## What you will do
Put each line of the material below into a JSON list of strings, one string per line. Skip blank lines and leave the pictures out.

Annotated coordinate records:
..........

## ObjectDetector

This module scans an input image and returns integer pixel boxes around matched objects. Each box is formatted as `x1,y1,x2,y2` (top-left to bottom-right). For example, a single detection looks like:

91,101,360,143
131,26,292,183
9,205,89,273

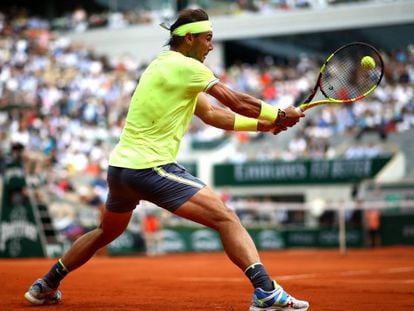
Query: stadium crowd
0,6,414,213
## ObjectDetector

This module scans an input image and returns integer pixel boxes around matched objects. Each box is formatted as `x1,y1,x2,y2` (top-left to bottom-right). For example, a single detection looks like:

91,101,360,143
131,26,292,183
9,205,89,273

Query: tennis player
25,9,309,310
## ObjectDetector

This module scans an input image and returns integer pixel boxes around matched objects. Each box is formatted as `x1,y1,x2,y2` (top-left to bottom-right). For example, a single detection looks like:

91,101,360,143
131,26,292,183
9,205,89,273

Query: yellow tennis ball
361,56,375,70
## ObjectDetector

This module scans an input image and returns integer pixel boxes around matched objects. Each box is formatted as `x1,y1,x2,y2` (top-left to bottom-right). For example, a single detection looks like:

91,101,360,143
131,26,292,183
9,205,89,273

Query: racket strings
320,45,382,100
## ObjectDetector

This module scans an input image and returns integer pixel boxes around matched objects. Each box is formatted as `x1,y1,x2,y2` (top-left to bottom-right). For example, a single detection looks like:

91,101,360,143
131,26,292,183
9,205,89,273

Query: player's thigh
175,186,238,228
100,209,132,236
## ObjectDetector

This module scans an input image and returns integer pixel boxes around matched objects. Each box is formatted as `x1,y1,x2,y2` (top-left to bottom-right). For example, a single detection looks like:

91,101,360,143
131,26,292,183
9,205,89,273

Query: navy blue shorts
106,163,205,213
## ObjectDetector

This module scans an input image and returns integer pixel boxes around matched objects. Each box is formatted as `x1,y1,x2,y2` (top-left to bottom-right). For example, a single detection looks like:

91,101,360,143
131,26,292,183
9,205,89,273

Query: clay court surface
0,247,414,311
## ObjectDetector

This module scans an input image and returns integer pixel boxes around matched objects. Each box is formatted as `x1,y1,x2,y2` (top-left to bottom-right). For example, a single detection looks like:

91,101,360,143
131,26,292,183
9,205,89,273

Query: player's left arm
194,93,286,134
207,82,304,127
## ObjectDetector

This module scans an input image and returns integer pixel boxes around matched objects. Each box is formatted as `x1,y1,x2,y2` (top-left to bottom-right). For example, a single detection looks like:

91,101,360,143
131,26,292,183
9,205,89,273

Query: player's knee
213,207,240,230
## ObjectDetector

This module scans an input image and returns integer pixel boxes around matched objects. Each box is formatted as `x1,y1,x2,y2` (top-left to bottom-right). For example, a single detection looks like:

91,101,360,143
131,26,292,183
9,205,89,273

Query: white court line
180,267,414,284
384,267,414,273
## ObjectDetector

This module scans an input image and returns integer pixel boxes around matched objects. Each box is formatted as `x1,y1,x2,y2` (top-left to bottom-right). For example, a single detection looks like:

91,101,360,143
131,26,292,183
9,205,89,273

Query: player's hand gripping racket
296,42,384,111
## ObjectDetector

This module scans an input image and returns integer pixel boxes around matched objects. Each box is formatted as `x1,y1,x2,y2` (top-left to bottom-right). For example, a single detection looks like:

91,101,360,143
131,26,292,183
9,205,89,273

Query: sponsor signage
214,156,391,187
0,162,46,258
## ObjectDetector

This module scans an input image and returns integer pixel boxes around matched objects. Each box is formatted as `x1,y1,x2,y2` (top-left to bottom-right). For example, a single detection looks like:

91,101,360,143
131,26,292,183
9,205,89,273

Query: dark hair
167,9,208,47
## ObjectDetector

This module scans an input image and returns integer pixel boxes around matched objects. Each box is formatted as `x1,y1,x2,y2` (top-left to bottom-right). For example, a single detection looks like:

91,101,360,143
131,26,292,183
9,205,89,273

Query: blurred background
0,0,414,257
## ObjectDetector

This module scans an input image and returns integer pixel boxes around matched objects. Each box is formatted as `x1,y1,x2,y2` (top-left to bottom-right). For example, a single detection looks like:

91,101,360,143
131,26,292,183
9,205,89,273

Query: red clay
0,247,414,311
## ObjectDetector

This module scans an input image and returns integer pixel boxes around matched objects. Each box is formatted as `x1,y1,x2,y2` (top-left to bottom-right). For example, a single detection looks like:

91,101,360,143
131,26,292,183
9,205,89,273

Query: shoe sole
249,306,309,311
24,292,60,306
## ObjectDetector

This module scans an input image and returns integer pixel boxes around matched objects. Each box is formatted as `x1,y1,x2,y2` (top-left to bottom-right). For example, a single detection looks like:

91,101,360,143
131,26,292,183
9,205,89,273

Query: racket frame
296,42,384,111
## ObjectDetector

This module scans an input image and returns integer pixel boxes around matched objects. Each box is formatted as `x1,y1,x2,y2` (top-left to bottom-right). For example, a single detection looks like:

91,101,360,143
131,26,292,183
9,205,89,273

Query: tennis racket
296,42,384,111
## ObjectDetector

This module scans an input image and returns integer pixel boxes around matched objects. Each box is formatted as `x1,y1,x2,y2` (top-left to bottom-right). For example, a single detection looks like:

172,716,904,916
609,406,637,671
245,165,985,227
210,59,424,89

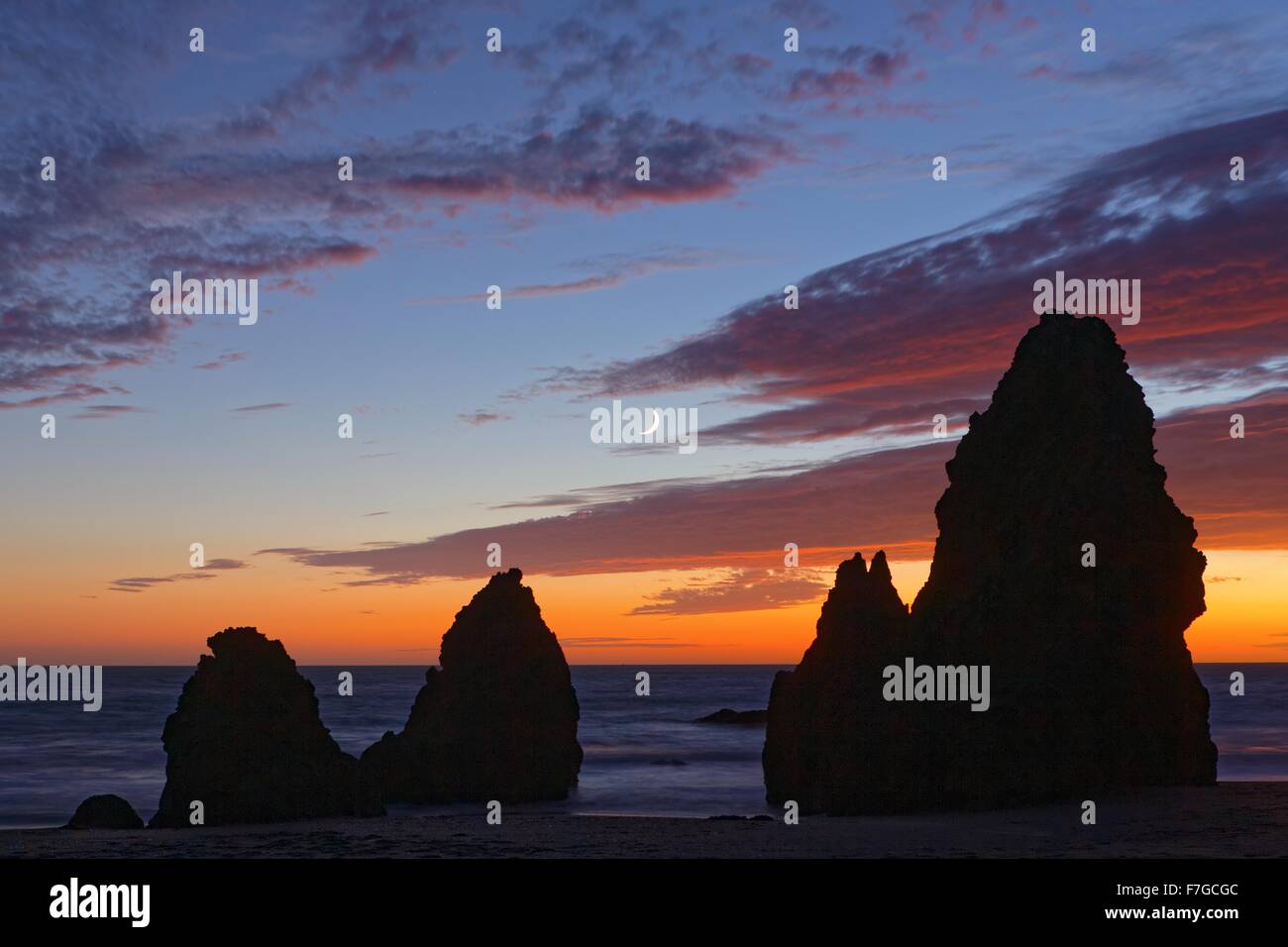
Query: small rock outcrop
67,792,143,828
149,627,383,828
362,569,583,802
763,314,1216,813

..........

## Response
[
  "## ObjectDetector",
  "This module scans an input image and returns integer pixel boxes around matched objects. Each box is formatted as `x1,y1,x2,y2` (top-left to bottom-right). For example, a single detection looks like:",
  "91,101,360,143",
  "131,26,292,183",
  "9,205,89,273",
  "Query: stadium crowd",
  "0,6,414,213",
  "## ObjectDetector",
  "This module scans an input image and returns integer pixel boxes around matched objects. Each box is formatted as `x1,y1,x2,y2` (top-left to bottom-right). For example, a single detection looks like:",
  "91,101,360,143",
  "131,26,292,183",
  "9,205,89,273",
  "Query: tennis player",
  "25,9,309,310",
  "## ObjectDetector",
  "This module scans an input image and returns integer pixel boxes around matched objects. Each box is formatted as `x1,y1,x2,y2` (top-left to bottom-right). For example, a single detection looks like:",
  "91,101,360,143",
  "131,26,292,183",
  "9,205,89,273",
  "Query: yellow tennis ball",
  "361,56,375,70",
  "## ObjectDetector",
  "This module scans an input image and returns integer pixel boxes around matched objects. Each box is formatted as `x1,y1,x2,y2` (top-left to bottom-right). For example, a single detection looks like:",
  "91,101,360,143",
  "131,26,292,183",
  "9,205,89,273",
  "Query: racket strings",
  "320,45,382,100",
  "## ObjectDetector",
  "This module scans an input image and returns integer pixel boxes around matched objects. Each box is formatted as `x1,y1,x2,y2` (top-left to bottom-right). For example, a single detection looks like:",
  "91,101,360,143",
  "131,26,292,183",
  "9,205,89,273",
  "Query: player's thigh",
  "175,186,238,228",
  "100,209,132,236",
  "## ObjectDetector",
  "This module scans an input image and returns integer pixel boxes around matched objects. Each box is formatted as `x1,y1,x2,y2` (top-left to bottom-right). For example, a single detection looks like:",
  "91,101,360,143",
  "131,26,292,183",
  "9,205,89,273",
  "Query: navy blue shorts",
  "106,163,205,213",
  "## ObjectDetector",
  "This module scans an input image and returns integer pixel boxes around matched objects. Each box is formatted as `x1,y1,x2,y2` (top-left to bottom-right). For example, a single detection looks like:",
  "91,101,360,143",
  "131,26,292,183",
  "9,205,89,273",
  "Query: clay court surface",
  "0,247,414,311",
  "## ObjectDetector",
  "This module scans an input image and returns integer pixel boxes around matched objects. Each box is formatted as `x1,y1,x2,y2` (top-left to bottom-right). For example, a single detection looks like:",
  "91,101,360,143",
  "131,26,292,183",
  "9,205,89,273",
  "Query: player's left arm",
  "194,93,286,134",
  "207,82,304,127",
  "## ObjectDetector",
  "This module scans an input image and returns integer pixel boxes around matched objects. Each box is formatted as `x1,y1,x2,y2` (top-left to bottom-right). For example, a single detection looks like:",
  "91,101,360,143",
  "131,26,292,183",
  "9,205,89,273",
  "Query: player's knee",
  "213,207,240,230",
  "## ObjectDetector",
  "This module scans an input image and returns integer pixel boxes around matched objects. Each box is formatted as `x1,y1,x2,y2` (top-left to bottom-right). For example, a single detection looks like:",
  "91,101,360,143",
  "131,26,292,183",
  "9,205,89,273",
  "Query: white court line",
  "180,267,414,284",
  "384,267,414,273",
  "## ObjectDetector",
  "This module scans an input image and returns integer pixel boxes around matched objects. Each box is formatted as `x1,y1,x2,y2` (top-left to bottom-right). For example, a single detection looks like:",
  "91,101,360,143",
  "131,26,292,183",
  "9,205,89,273",
  "Query: player's hand gripping racket",
  "296,42,384,111",
  "## ObjectDetector",
  "This module scans an input image and returns integer pixel boxes around matched objects. Each box is formatted as `x1,y1,x2,y2` (top-left to bottom-right). For example, a single detection looks like:",
  "91,101,360,143",
  "131,26,292,183",
  "9,205,89,273",
  "Query: sponsor signage",
  "214,156,391,187",
  "0,162,46,258",
  "## ObjectDetector",
  "This module scans an input image and returns integer pixel boxes around matched objects. Each box is formatted as `x1,y1,x2,y2` (top-left to bottom-right). For example, a single detection looks like:",
  "91,101,360,143",
  "131,26,292,183",
  "9,205,89,273",
  "Query: dark hair",
  "167,9,208,47",
  "## ObjectDetector",
  "This module scans an input image and returns integer pixel boxes around matched objects. Each box is formatted as `x1,y1,x2,y2` (top-left to bottom-right). For example, a single detection looks like:",
  "91,101,360,143",
  "131,26,292,183",
  "9,205,89,273",
  "Query: blurred background",
  "0,0,414,257",
  "## ObjectDetector",
  "This module scans an input image and returns integer pixel boxes around matched objects. Each box is formatted as `x1,y1,x2,y2` (top-left to bottom-right). For example, a single detection looks like:",
  "91,101,360,143",
  "131,26,292,183",
  "9,205,89,273",
  "Query: red clay",
  "0,247,414,311",
  "## ObjectDetector",
  "This module scans an input image and returns integer pixel boxes around matched objects. Each box is formatted as `x1,y1,x2,y2` (top-left to bottom-right). For example, a single detection looks like:",
  "91,101,360,143",
  "131,26,292,183",
  "9,205,89,273",
  "Query: shoe sole",
  "249,306,309,311",
  "24,292,60,306",
  "## ObjectDetector",
  "This module scans an input image and returns integer pixel boxes around matched objects. Each box is formatted as `x1,y1,x2,y2` (top-left to bottom-right). For example, a single detection looks like:",
  "91,101,360,143",
  "131,26,292,183",
  "9,205,89,273",
  "Query: racket frame",
  "296,42,384,111",
  "## ObjectDetector",
  "This module scans an input image and returns integer pixel boxes around matched objects. Each box is formatted as `x1,y1,x2,y2` (top-left to bottom-right). For example, a single detection looks like:",
  "91,101,360,143",
  "131,26,292,183",
  "9,205,89,273",
  "Query: tennis racket",
  "296,42,384,111",
  "## ObjectDetector",
  "This module scans an input image and returns integer pixel boxes around matched objects. Each box is formatted as `x1,y1,x2,y2` (top-left to bottom-right). For example, a single detection looks like:",
  "172,716,904,916",
  "609,406,637,671",
  "245,165,985,227",
  "210,59,424,89",
  "Query: small rock outcrop",
  "67,792,143,828",
  "149,627,383,828",
  "362,569,583,802",
  "763,314,1216,813"
]